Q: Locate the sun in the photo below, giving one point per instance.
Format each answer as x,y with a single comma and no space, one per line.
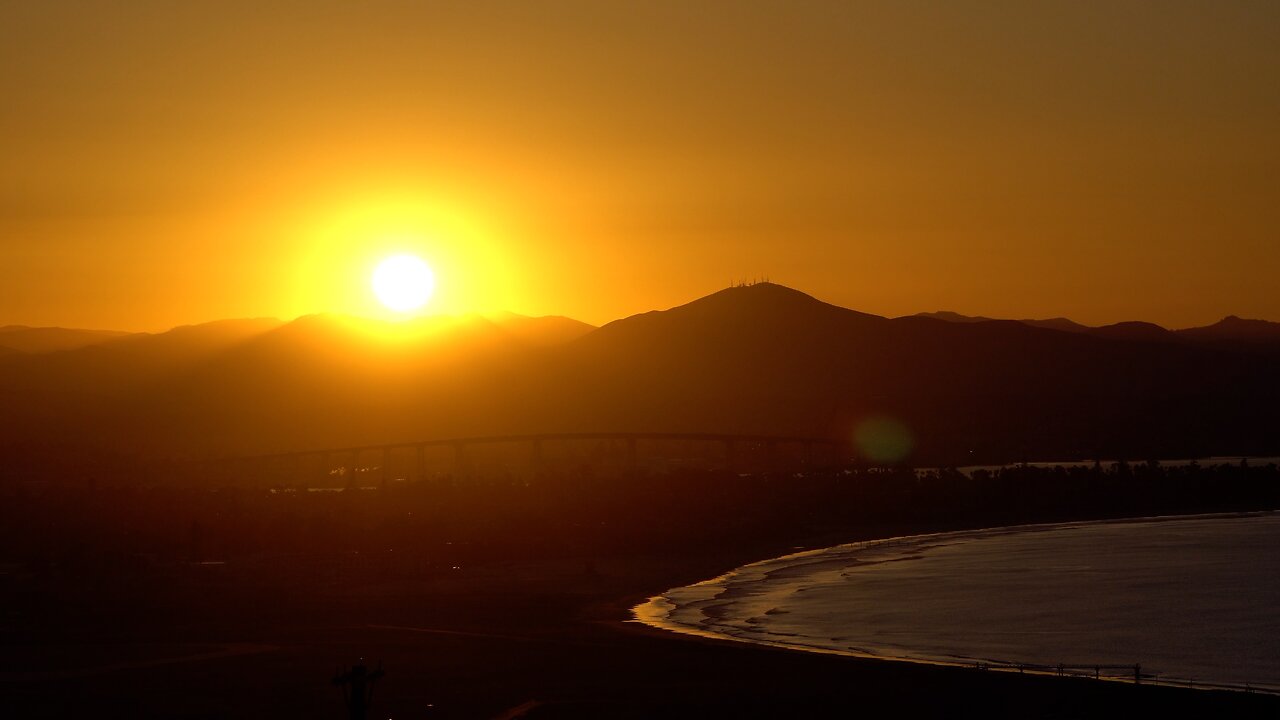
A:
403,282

-.-.-

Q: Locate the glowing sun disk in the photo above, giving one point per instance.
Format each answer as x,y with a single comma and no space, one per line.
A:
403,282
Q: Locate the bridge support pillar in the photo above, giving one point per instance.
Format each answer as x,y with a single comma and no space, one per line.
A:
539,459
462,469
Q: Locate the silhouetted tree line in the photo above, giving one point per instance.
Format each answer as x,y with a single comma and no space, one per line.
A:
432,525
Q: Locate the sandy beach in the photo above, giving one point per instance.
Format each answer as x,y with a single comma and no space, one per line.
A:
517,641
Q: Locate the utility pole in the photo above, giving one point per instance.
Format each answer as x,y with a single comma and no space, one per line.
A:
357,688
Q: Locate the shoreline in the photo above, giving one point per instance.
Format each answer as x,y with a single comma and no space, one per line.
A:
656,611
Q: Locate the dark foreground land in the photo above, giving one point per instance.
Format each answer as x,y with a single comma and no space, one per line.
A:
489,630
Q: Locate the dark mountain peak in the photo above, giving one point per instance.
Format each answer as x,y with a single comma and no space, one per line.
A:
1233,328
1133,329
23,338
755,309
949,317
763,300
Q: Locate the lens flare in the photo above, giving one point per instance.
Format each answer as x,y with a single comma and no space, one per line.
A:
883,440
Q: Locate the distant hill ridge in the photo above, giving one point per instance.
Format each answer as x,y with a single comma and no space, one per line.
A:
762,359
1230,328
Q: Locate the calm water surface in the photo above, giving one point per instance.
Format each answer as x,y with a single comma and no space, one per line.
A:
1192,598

-.-.-

*PROBLEM*. From the listing above, pull out every line that contains the word "dark", counting only matches with the same capitalization.

*COMPLETED EXERCISE*.
Q: Locate the dark foreground land in the photo above, giving one point per instance.
Q: Locate the dark mountain peak in the photo above, giving one point per instance.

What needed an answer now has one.